At the line containing "Target: white cloud", begin repeating lines exactly, and stop only after the final line of the records below.
#### DATA TO PROCESS
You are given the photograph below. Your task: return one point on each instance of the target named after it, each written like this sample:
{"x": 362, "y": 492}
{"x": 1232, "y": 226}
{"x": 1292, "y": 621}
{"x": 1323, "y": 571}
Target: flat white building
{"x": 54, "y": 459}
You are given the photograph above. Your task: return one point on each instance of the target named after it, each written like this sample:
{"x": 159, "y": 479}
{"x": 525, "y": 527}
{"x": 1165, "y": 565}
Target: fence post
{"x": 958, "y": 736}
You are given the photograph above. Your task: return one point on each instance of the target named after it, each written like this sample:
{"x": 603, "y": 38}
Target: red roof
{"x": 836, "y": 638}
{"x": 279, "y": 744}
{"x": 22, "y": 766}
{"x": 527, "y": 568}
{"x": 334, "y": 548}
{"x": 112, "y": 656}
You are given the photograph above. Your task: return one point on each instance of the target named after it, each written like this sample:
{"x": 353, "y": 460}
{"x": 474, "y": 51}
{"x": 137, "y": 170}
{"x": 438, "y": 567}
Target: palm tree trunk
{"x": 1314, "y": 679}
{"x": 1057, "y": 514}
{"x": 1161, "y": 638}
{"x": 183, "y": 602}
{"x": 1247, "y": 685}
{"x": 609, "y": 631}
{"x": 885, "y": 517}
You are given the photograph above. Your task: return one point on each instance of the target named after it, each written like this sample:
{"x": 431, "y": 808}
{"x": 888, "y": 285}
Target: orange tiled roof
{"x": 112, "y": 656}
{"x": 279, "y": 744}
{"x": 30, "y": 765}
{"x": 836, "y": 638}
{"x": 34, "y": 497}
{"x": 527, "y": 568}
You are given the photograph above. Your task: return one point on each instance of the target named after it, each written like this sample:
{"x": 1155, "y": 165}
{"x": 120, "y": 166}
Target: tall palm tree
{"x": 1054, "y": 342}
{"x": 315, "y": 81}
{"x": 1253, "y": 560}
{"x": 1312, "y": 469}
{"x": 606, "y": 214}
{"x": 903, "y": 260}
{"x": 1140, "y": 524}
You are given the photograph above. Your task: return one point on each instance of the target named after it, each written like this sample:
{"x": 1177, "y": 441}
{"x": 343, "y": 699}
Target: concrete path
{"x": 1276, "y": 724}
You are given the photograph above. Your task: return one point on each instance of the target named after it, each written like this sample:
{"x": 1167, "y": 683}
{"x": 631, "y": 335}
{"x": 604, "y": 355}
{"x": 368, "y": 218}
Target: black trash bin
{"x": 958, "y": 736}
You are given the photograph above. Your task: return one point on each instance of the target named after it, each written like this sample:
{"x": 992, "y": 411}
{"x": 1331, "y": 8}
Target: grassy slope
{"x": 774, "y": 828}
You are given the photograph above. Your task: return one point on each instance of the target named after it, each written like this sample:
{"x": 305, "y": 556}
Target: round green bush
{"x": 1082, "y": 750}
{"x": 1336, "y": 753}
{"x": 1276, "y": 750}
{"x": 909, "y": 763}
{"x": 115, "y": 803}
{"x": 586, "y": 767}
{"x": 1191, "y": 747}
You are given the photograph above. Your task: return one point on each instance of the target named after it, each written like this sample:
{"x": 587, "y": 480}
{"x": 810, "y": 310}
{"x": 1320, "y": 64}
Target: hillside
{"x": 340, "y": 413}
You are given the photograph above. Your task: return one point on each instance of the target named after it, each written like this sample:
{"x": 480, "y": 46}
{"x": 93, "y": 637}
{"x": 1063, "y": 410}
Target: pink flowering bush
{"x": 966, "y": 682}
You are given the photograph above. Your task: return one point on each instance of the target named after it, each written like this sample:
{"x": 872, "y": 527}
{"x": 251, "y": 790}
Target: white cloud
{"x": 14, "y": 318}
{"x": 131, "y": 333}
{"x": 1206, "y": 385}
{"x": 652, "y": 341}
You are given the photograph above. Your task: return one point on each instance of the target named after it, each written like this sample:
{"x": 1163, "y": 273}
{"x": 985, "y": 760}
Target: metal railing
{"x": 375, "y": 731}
########
• [OUTPUT OF THE TASK]:
Target: white cloud
{"x": 14, "y": 318}
{"x": 131, "y": 333}
{"x": 1206, "y": 385}
{"x": 652, "y": 341}
You are given the photograph above. Your task: return one point on each instance of the target named after it, each written like this sample:
{"x": 1163, "y": 273}
{"x": 985, "y": 760}
Target: metal railing
{"x": 375, "y": 731}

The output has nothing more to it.